Text provided:
Their competitor, Symantec, just bluescreened a lot of corporate XP machines the other week, so it doesn't take much for Kaspersky to look good in comparison.
What impact, if any, does this have on the companies, such as Microsoft, that previously settled and agreed to pay the licensing fees? Can they ride the coattails of this success?
That's what I was thinking too. It'd be really easy for them to terminate their agreements with the trolls and start using the technology free again. My guess is that at least some of them will take this course of action.
Surely, Kapersky can't be bigger than Microsoft and other companies mentioned in the article? If they can fight it out, why can't the big guys fight it out? If only the big guys took a stance, and fight these trolls, it'll be nice.
It's very expensive. Kaspersky almost certainly paid its lawyers much, much more to take this case through summary judgment and trial prep than Microsoft paid the Troll to go away.
Don't get me wrong, I'm with you. But...it's easy to pontificate on the virtues of taking a principled stand against trolls when you're not responsible to greedy shareholders.

Extracted information:
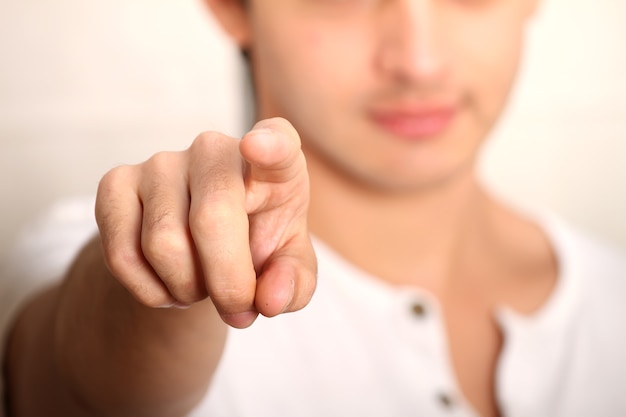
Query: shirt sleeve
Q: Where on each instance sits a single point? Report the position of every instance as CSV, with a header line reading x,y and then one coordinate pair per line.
x,y
43,251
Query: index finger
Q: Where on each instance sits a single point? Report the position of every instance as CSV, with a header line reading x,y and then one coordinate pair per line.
x,y
272,148
219,225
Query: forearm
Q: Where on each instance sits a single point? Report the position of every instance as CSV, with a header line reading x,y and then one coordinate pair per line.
x,y
89,348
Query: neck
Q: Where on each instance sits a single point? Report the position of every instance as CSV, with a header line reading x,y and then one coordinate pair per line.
x,y
397,237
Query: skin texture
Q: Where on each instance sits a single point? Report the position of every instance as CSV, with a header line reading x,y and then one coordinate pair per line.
x,y
403,204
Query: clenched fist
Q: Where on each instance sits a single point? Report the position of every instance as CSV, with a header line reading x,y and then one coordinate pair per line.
x,y
225,219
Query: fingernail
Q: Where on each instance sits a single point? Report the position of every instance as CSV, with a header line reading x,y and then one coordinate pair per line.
x,y
240,320
291,294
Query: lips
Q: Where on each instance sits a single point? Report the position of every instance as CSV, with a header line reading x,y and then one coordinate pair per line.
x,y
415,121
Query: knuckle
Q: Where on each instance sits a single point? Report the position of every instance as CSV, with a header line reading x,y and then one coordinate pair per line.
x,y
123,263
213,219
148,296
164,246
187,290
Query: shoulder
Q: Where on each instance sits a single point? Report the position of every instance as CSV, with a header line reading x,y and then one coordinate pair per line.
x,y
581,253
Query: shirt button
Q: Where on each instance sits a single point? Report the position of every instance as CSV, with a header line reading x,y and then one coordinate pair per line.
x,y
445,400
418,309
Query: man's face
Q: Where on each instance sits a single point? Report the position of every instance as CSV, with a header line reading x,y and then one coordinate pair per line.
x,y
395,94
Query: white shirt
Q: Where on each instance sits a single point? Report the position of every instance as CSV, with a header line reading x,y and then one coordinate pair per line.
x,y
363,348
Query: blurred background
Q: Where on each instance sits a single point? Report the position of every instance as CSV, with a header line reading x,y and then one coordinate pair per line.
x,y
88,85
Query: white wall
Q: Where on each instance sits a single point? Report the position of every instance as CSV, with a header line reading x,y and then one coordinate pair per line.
x,y
86,85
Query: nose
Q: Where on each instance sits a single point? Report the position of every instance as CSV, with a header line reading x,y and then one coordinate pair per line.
x,y
408,48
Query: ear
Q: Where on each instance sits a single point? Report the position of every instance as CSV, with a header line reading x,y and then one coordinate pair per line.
x,y
232,15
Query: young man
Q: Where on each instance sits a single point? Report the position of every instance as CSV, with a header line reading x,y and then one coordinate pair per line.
x,y
432,297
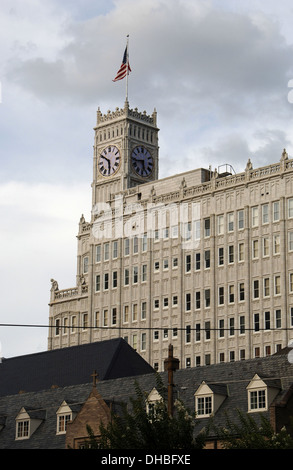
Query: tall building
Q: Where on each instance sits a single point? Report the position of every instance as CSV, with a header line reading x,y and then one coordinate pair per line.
x,y
202,259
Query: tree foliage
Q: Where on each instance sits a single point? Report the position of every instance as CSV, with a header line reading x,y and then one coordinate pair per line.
x,y
248,433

Activities:
1. From the discussion of Kaspersky and patent trolls, extract the passage from "Don't get me" to "to greedy shareholders.".
2. Write the next part of the discussion of Kaspersky and patent trolls, picking up after its last comment.
These rows come from a separate source.

Per-task outputs:
1.
Don't get me wrong, I'm with you. But...it's easy to pontificate on the virtues of taking a principled stand against trolls when you're not responsible to greedy shareholders.

2.
Does anyone know who owns Kaspersky? It would be interesting to note who was on the Board that OK'd the decision to open the company coffers to fund a fight against a patent troll.
What I don't understand is why more companies don't band together to share the cost of fighting against a patent troll. The article lists more than a dozen companies being sued by this patent troll. If they banded together their cost would be a fraction of the cost of a solo fight against a patent troll, while the patent troll would have to bear all the cost of proceeding with the suit.
It seems to me that if more companies did this, it would shift the balance of power away from the patent trolls, and make then think twice before proceeding with a lawsuit, especially if their patent is weak.
It'd be very interesting if legal teams from different companies banded together to fight a common foe. I'm surprised this doesn't happen (or maybe it does and we don't hear about it?)
If I was a defendant along with 10 other companies in a case like this, you can bet I'd be calling them up to start a friendly dialog about sharing resources and discovery results (whether they were competitors or not).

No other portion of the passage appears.